TEXT EXCERPT:

··········

Complex Post-Traumatic Stress Disorder (C-PTSD)
Do you feel disconnected and alien from other people?
Did your childhood experiences give you negative messages about yourself and the world?
The diagnostic criteria for PTSD are really created around the assumption that a person has experienced one single traumatic event. Trauma professionals are aware, however, that this may not always be the case. For this reason, we endorse Complex Post-Traumatic Stress Disorder.
Many forms of trauma are subtle and difficult to pinpoint. For example, children come into the world hard-wired to expect responsive and attuned attachment. Some caregivers, however, are for whatever reason unable to provide that. They may view a child as a threat on some level and be hostile. They may have their own trauma and be disconnected and non-present. Children of parents who abuse drugs and alcohol, for example, often have C-PTSD.
The steady and consistent accumulation of a million times over going through the process of seeking comfort and security and not being able to find it can be identified as trauma. An early environment that is inconsistent, unpredictable or non-attuned can be defined as trauma.
A good deal of complex trauma does take place in childhood, because we are so vulnerable during that time. If our environment is abusive or neglectful, we take in messages about ourselves as unlovable and the world as physically or emotionally unsafe.

··········

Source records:
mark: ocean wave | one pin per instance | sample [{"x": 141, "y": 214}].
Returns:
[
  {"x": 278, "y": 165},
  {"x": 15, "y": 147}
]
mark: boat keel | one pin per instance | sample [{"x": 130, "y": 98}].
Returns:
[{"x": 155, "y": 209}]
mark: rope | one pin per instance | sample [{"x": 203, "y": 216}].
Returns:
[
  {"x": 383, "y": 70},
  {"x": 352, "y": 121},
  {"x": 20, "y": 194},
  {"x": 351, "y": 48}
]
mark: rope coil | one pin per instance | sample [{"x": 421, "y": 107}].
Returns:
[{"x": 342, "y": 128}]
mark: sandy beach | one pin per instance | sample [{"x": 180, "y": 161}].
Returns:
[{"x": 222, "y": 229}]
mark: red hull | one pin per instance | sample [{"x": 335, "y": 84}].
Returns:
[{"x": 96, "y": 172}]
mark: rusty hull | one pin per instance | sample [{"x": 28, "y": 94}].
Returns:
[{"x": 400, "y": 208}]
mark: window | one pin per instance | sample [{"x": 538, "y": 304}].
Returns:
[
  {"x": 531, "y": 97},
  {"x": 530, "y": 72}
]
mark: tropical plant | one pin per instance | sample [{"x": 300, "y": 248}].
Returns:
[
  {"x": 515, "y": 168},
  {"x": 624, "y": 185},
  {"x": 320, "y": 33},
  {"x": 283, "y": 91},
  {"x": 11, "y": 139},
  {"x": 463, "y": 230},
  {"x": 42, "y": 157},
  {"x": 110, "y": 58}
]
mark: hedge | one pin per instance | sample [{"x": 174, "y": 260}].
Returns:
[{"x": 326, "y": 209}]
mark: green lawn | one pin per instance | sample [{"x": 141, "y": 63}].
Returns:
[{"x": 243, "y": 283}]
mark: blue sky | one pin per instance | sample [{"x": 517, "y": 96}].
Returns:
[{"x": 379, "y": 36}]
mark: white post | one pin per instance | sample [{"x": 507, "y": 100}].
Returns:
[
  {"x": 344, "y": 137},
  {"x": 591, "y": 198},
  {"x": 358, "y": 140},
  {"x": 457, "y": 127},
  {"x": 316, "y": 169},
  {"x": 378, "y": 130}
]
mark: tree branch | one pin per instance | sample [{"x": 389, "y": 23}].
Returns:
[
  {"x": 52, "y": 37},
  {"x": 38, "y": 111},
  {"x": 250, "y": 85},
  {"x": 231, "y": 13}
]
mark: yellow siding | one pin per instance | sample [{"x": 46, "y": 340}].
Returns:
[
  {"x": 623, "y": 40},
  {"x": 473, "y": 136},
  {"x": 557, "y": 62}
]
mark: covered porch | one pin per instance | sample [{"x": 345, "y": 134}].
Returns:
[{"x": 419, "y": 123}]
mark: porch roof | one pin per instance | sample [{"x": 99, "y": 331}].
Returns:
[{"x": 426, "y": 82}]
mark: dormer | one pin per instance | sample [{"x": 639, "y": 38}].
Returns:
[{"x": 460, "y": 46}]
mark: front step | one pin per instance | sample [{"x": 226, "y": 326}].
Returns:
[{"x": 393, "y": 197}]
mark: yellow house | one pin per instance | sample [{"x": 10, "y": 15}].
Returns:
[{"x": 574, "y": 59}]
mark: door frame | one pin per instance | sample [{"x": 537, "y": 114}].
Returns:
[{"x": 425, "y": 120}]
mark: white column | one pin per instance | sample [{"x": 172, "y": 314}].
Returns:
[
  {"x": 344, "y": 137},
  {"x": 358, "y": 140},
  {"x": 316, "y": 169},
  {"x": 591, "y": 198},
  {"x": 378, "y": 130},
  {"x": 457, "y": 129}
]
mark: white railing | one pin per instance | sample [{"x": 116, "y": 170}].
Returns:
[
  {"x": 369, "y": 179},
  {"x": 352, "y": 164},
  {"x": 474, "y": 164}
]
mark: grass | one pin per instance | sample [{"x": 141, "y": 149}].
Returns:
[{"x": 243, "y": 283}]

··········

WHAT TO WORK ON:
**1.** In the C-PTSD text, what assumption underlies the diagnostic criteria for PTSD?
**2.** Condense the paragraph of the C-PTSD text that opens with "Many forms of trauma are subtle" into a short bulleted list that keeps its main facts.
**3.** Write the next part of the C-PTSD text, picking up after its final sentence.
The data above has no connection to the C-PTSD text.

WRITTEN RESPONSES:
**1.** That a person has experienced one single traumatic event.

**2.**
- Many forms of trauma are subtle and hard to pinpoint.
- Children are born hard-wired to expect responsive, attuned attachment.
- Some caregivers cannot provide this. They may see the child as a threat and be hostile, or they may carry their own trauma and be disconnected and non-present.
- Children of parents who abuse drugs and alcohol often have C-PTSD.

**3.**
People with C-PTSD often have difficulty trusting other people and being emotionally close with others. They are likely to have low or unstable self-worth, maybe feeling that they are only as good as their accomplishments or continuously seeking the approval of others. Paradoxically, they can also be irritable and reactive at times, critical and demanding of themselves and others.
The nature of C-PTSD means that many people may have this condition for years and not realize it. We all think on some level that whatever was normal in our family is the norm, and it takes experiencing something different to really connect with all the possibilities that are out there. If we were rejected as children, for example, we will likely expect rejection as adults. Often, expecting rejection leads us to avoid reaching out for connection, and so our essential goodness is never affirmed. In this way, the message becomes a self-fulfilling prophecy.
Effective therapy for C-PTSD is based in relationship. The idea of treatment is to identify the early developmental needs that were not met by the unresponsive environment, grieve the fact that they were not met when they were supposed to be, and find a way to meet them now. Often, connecting emotionally with a present and grounded therapist is enough to catalyze immense personal growth.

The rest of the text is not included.